EXERCISE INSTRUCTIONS: Gather every line in the rows below that contains the word "deer".

>>>>>

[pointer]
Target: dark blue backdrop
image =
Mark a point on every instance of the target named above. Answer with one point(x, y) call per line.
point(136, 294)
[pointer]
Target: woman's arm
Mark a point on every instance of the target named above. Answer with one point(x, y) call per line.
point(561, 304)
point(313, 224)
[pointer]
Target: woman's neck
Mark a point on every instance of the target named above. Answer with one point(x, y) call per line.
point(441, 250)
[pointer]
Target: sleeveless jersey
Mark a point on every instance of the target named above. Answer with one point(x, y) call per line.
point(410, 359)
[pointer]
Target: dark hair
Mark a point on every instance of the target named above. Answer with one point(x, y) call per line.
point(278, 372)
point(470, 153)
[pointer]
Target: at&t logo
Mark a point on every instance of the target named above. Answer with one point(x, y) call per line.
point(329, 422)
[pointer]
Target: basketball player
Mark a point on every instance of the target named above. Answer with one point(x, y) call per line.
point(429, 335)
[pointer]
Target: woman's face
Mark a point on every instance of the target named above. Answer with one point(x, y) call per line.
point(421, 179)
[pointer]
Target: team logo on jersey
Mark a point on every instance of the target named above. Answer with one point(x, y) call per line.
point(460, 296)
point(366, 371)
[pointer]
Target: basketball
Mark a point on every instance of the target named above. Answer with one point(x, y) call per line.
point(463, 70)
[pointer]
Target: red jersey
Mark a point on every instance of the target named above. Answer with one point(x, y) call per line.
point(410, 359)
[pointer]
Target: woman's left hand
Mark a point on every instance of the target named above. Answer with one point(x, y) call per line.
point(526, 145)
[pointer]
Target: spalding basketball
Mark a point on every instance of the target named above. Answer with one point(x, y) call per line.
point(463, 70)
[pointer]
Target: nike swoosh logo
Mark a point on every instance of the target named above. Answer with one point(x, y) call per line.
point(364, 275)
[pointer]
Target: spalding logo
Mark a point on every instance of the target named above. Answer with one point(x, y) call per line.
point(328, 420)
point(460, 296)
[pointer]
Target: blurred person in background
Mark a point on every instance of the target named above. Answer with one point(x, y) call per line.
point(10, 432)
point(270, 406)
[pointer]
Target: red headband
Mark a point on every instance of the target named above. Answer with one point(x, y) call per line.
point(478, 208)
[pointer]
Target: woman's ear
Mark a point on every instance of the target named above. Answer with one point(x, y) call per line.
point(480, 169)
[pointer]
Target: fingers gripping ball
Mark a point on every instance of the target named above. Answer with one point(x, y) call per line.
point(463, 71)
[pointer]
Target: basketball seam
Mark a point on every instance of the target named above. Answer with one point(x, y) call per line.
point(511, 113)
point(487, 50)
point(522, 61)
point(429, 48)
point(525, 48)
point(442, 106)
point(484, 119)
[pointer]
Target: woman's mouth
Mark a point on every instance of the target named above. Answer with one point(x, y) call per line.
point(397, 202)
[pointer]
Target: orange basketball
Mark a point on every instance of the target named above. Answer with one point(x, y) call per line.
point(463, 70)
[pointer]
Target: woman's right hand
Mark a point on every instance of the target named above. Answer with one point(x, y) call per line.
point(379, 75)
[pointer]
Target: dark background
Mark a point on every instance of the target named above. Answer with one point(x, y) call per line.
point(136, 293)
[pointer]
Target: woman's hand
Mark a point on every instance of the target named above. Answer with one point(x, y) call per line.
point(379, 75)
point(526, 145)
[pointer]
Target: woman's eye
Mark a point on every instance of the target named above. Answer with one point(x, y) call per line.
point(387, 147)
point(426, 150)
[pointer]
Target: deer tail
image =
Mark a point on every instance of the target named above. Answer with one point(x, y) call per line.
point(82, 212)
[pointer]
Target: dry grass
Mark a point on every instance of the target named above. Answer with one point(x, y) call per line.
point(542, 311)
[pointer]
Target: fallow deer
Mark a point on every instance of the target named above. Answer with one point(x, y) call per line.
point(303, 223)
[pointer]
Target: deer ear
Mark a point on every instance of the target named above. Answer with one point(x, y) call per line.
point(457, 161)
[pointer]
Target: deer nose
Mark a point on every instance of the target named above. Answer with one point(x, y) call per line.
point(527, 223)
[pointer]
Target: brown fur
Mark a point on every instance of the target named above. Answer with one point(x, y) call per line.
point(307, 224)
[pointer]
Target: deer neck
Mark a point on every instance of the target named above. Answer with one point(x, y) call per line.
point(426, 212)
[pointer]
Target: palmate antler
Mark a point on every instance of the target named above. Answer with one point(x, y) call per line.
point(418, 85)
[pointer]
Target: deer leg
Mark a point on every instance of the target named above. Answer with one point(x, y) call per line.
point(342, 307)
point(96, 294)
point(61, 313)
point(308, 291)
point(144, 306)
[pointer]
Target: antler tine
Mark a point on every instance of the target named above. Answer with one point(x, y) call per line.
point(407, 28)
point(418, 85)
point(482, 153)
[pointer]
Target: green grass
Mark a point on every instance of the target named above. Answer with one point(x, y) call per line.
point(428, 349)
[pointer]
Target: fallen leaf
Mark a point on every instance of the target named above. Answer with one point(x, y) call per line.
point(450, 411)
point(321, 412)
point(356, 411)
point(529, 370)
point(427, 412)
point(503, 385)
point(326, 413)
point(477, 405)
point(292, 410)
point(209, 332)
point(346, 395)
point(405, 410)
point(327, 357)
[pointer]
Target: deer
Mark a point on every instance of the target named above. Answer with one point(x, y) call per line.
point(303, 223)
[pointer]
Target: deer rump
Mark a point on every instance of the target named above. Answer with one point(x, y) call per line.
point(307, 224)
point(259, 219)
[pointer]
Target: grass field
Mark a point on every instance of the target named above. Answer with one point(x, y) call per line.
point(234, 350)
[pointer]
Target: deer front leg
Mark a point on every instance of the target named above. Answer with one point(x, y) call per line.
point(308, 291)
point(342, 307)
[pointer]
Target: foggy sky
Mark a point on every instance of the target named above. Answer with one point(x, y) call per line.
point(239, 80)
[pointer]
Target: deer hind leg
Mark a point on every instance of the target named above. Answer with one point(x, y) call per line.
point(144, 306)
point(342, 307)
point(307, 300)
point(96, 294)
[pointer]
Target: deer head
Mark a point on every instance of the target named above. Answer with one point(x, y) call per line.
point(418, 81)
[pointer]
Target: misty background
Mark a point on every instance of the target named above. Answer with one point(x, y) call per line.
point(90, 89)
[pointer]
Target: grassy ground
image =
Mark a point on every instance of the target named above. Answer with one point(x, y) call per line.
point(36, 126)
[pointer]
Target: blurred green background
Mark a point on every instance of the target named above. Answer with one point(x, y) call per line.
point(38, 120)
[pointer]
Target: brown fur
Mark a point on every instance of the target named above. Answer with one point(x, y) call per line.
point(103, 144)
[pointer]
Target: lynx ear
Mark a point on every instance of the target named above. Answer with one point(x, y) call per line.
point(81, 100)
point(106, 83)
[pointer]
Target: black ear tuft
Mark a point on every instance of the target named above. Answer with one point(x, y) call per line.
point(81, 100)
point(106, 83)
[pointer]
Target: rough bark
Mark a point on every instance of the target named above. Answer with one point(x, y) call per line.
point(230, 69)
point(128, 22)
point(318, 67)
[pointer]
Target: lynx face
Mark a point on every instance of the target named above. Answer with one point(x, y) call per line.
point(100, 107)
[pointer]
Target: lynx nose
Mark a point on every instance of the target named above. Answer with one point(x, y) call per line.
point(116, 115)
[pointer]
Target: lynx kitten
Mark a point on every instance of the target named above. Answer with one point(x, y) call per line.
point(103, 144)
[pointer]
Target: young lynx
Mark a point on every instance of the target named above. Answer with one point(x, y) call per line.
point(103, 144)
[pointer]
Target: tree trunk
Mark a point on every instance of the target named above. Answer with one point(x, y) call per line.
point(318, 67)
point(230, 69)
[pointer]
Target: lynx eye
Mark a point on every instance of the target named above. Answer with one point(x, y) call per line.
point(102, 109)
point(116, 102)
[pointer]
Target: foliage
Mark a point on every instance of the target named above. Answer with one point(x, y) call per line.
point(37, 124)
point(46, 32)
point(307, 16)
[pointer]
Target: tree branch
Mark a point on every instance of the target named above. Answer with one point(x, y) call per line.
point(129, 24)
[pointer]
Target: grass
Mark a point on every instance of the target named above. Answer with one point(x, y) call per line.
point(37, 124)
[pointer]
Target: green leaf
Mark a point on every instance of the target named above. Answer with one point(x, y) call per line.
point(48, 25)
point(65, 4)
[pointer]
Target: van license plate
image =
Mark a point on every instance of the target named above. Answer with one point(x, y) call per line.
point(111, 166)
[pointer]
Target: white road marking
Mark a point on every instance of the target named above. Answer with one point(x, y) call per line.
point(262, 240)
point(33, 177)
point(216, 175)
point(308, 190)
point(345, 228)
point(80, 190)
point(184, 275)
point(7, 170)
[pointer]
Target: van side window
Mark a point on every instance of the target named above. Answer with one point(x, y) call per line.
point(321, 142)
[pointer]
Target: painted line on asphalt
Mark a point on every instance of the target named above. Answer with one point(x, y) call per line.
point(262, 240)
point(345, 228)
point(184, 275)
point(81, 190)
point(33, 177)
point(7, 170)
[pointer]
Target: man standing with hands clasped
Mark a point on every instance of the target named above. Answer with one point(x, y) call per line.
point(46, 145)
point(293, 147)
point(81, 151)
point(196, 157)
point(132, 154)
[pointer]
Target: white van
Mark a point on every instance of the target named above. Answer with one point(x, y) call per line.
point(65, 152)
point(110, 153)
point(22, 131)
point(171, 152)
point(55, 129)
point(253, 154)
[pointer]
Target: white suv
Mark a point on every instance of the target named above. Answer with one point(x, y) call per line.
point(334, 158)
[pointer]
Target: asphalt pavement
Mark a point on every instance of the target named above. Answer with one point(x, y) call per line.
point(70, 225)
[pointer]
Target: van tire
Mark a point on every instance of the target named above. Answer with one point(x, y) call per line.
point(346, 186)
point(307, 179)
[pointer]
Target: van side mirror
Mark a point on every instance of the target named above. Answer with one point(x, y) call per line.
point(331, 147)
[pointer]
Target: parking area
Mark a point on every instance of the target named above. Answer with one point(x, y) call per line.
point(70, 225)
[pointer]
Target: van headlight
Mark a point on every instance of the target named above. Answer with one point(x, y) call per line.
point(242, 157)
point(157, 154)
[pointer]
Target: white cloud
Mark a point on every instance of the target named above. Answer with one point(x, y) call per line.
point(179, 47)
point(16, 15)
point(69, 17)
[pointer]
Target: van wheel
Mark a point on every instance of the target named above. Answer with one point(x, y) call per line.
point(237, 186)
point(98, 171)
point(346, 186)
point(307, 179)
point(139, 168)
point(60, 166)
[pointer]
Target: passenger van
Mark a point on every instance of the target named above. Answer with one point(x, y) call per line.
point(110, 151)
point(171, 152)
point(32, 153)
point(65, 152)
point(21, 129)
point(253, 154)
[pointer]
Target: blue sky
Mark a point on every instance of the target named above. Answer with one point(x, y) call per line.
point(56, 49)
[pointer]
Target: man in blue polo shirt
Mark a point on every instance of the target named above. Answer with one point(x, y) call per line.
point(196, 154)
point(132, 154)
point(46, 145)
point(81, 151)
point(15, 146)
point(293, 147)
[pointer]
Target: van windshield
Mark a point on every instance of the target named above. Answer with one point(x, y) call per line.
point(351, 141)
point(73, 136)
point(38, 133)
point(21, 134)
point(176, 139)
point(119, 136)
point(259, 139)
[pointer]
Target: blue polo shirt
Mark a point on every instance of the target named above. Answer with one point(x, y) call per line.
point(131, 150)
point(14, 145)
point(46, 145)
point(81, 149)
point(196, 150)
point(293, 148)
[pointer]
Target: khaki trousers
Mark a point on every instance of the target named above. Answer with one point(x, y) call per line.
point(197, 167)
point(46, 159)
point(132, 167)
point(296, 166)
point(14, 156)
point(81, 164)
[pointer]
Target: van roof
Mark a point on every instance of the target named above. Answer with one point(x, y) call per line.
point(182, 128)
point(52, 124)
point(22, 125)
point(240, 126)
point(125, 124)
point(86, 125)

<<<<<

CORRECT RESPONSE:
Target: deer tail
Target: fallow deer
Target: deer ear
Target: deer nose
Target: deer neck
Target: deer leg
Target: deer
Target: deer rump
Target: deer front leg
Target: deer hind leg
Target: deer head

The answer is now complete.